Figure 1.3. An ML approach to solving problems can be thought of as tuning the parameters of a black box until it produces satisfactory results.

1.1.1. Parameters

Sometimes, the best way to devise an algorithm that transforms an input to its corresponding output is too complicated. For example, if the input were a series of numbers representing a grayscale image, you can imagine the difficulty in writing an algorithm to label every object in the image. Machine learning comes in handy when the inner workings aren’t well understood. It provides us with a toolset to write software without defining every detail of the algorithm. The programmer can leave some values undecided and let the machine-learning system figure out the best values by itself.

The undecided values are called parameters, and the description is referred to as the model. Your job is to write an algorithm that observes existing examples to figure out how to best tune parameters to achieve the best model. Wow, that’s a mouthful! Don’t worry, this concept will be a reoccurring motif.

1.1.2. Learning and inference

Suppose you’re trying to bake desserts in an oven. If you’re new to the kitchen, it can take days to come up with both the right combination and perfect ratio of ingredients to make something that tastes great. By recording recipes, you can remember how to quickly repeat the dessert if you happen to discover the ultimate tasty meal.

* **PROBLEM A**:
Can you change "dark jacket" to "navy jacket" in the entries from the line holding "in dark jacket." through the line holding "[585,318,669,402]", inclusive, leaving everything else in those lines untouched?

Records:
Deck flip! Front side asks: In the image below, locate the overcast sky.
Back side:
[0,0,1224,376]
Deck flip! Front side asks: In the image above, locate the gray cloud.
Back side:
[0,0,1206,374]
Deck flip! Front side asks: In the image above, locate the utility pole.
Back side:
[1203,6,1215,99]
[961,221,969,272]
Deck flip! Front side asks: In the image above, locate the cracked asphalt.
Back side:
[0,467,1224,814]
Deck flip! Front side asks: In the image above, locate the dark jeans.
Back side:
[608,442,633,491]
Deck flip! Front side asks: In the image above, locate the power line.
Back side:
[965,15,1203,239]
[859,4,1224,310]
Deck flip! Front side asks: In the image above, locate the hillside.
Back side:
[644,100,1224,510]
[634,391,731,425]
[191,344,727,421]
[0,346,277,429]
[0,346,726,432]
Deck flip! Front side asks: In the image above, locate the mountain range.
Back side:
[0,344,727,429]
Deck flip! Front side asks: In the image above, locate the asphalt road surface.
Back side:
* * *
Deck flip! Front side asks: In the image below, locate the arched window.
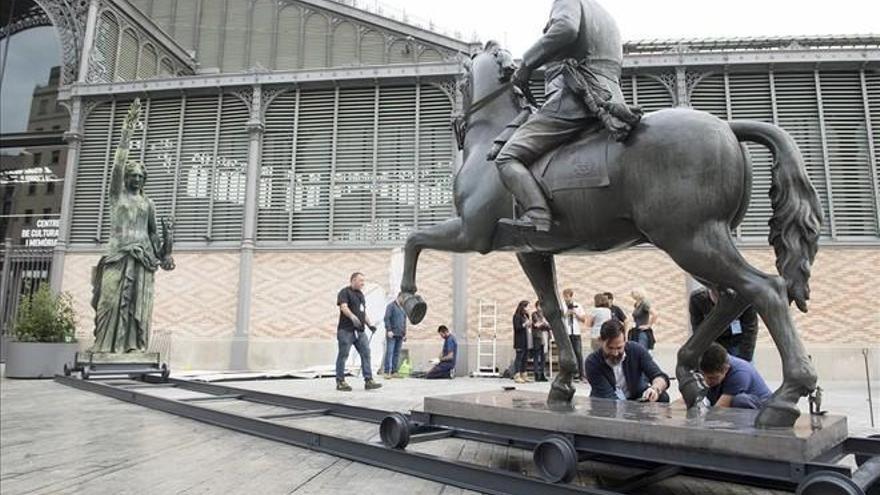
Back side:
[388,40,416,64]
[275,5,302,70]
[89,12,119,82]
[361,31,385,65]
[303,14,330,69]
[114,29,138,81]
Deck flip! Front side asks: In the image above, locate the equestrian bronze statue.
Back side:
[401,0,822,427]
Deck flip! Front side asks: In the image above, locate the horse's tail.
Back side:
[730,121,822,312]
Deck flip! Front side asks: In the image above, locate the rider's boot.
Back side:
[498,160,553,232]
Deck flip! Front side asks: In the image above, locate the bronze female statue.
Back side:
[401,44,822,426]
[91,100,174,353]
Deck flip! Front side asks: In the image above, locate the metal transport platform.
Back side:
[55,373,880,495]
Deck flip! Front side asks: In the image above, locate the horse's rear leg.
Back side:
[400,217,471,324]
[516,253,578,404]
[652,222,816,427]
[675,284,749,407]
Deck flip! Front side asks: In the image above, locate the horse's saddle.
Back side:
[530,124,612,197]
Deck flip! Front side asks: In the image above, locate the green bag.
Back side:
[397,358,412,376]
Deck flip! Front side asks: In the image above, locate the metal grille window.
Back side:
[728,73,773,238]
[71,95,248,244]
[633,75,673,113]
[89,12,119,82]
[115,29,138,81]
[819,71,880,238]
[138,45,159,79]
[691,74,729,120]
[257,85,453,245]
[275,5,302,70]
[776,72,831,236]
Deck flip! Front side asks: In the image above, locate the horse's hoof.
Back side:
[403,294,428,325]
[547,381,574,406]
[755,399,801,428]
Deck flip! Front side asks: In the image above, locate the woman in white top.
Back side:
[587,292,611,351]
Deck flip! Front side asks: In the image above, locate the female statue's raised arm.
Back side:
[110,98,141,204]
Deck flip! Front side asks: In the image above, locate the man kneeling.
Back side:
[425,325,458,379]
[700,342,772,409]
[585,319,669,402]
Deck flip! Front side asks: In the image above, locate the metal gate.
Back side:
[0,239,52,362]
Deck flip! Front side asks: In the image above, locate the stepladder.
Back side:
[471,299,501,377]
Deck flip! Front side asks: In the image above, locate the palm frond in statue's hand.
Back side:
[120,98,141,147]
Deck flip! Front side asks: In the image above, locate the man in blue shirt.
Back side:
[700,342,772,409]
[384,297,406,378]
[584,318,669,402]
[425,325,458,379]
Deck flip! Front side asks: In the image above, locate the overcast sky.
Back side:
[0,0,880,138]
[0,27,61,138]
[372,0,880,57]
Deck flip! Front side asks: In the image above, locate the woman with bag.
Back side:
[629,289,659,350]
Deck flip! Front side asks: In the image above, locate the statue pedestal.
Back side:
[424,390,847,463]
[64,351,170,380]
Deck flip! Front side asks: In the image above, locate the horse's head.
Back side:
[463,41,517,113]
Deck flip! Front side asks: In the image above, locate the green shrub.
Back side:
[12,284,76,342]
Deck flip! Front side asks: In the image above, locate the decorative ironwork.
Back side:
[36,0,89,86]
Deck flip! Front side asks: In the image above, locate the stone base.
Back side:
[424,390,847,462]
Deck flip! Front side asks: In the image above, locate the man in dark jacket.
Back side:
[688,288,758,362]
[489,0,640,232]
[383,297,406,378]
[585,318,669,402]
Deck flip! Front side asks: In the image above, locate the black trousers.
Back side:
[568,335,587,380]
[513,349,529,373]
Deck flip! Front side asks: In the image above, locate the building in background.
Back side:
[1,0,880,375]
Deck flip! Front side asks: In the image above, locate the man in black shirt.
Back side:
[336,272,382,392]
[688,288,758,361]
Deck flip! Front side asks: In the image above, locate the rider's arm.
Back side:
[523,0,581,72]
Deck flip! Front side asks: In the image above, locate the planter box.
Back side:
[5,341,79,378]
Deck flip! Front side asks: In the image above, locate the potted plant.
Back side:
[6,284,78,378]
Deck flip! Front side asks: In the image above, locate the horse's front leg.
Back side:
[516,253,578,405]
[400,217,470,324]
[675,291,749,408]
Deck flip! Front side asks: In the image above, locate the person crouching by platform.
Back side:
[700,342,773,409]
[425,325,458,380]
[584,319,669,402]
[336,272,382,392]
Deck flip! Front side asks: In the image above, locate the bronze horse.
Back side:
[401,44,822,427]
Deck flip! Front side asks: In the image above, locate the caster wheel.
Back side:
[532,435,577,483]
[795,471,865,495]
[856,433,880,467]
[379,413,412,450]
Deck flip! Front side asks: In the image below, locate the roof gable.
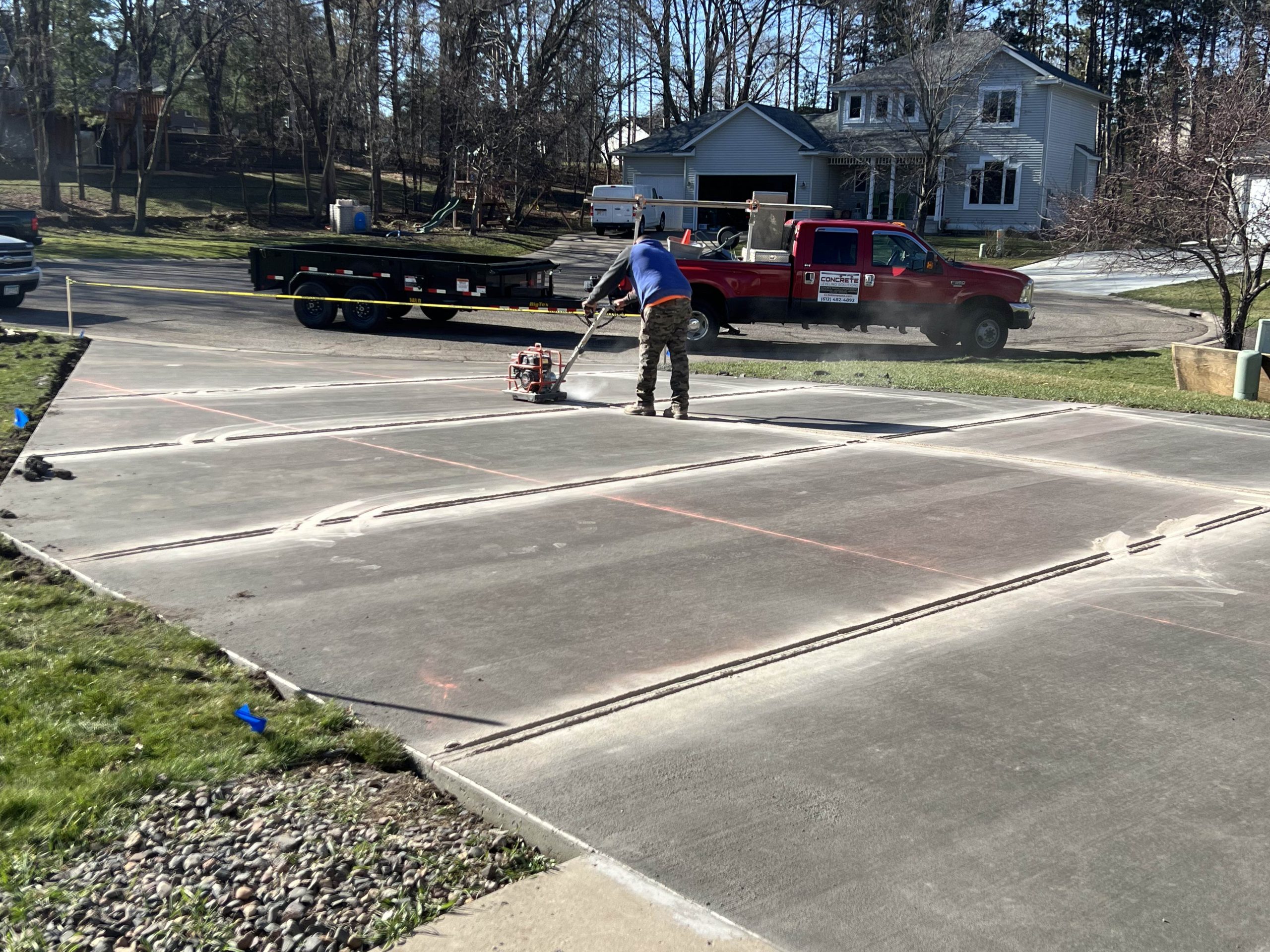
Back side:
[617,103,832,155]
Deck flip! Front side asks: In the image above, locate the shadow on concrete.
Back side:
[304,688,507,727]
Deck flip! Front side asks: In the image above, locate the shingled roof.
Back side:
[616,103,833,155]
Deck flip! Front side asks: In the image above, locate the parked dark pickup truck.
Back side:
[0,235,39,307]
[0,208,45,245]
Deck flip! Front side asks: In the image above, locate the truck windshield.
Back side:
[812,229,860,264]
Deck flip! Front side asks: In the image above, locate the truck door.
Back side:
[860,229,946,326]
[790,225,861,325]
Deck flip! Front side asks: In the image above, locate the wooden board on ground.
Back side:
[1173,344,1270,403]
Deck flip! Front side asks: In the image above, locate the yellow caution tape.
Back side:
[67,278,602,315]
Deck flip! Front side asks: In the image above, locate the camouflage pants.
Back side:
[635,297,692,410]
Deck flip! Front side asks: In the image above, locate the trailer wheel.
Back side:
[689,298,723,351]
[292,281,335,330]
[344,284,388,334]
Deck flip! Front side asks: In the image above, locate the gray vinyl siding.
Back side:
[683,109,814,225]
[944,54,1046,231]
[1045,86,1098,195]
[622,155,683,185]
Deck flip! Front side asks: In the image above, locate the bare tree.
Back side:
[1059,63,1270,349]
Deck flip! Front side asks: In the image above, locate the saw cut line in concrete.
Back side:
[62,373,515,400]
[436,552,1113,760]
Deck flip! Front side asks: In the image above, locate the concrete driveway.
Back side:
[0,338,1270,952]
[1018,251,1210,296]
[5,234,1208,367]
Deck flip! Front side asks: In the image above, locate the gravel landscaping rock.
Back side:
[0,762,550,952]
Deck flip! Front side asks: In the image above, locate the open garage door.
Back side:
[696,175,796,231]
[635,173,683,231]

* **PROBLEM B**:
What comes next in the machine learning passage after its final sentence? Write the continuation.

* **TASK ANSWER A**:
Deck flip! Front side asks: In the image above, locate the man in navy jacket.
Back side:
[688,288,758,362]
[489,0,640,232]
[383,297,406,378]
[585,318,669,402]

* **TASK ANSWER B**:
Similarly, machine learning shares this idea of recipes. Typically, we examine an algorithm in two stages: learning and inference. The objective of the learning stage is to describe the data, which is called the feature vector, and summarize it in a model. The model is our recipe. In effect, the model is a program with a couple of open interpretations, and the data helps disambiguate it.

Note

A feature vector is a practical simplification of data. You can think of it as a sufficient summary of real-world objects into a list of attributes. The learning and inference steps rely on the feature vector instead of the data directly.

Similar to the way recipes can be shared and used by other people, the learned model is reused by other software. The learning stage is the most time consuming. Running an algorithm may take hours, if not days or weeks, to converge into a useful model. Figure 1.4 outlines the learning pipeline.

Figure 1.4. The learning approach generally follows a structured recipe. First, the dataset needs to be transformed into a representation, most often a list of features, which can be used by the learning algorithm. The learning algorithm chooses a model and efficiently searches for the model’s parameters.

The inference stage uses the model to make intelligent remarks about never-before-seen data. It’s like using a recipe you found online. The process of inference typically takes orders of magnitude less time than learning; inference can be fast enough to work on real-time data. Inference is all about testing the model on new data and observing performance in the process, as shown in figure 1.5.

Figure 1.5. The inference approach generally uses a model that has already been either learned or given. After converting data into a usable representation, such as a feature vector, it uses the model to produce intended output.

1.2. Data representation and features

Data is a first-class citizen of machine learning. Computers are nothing more than sophisticated calculators, and so the data we feed our machine-learning systems must be mathematical objects such as vectors, matrices, or graphs.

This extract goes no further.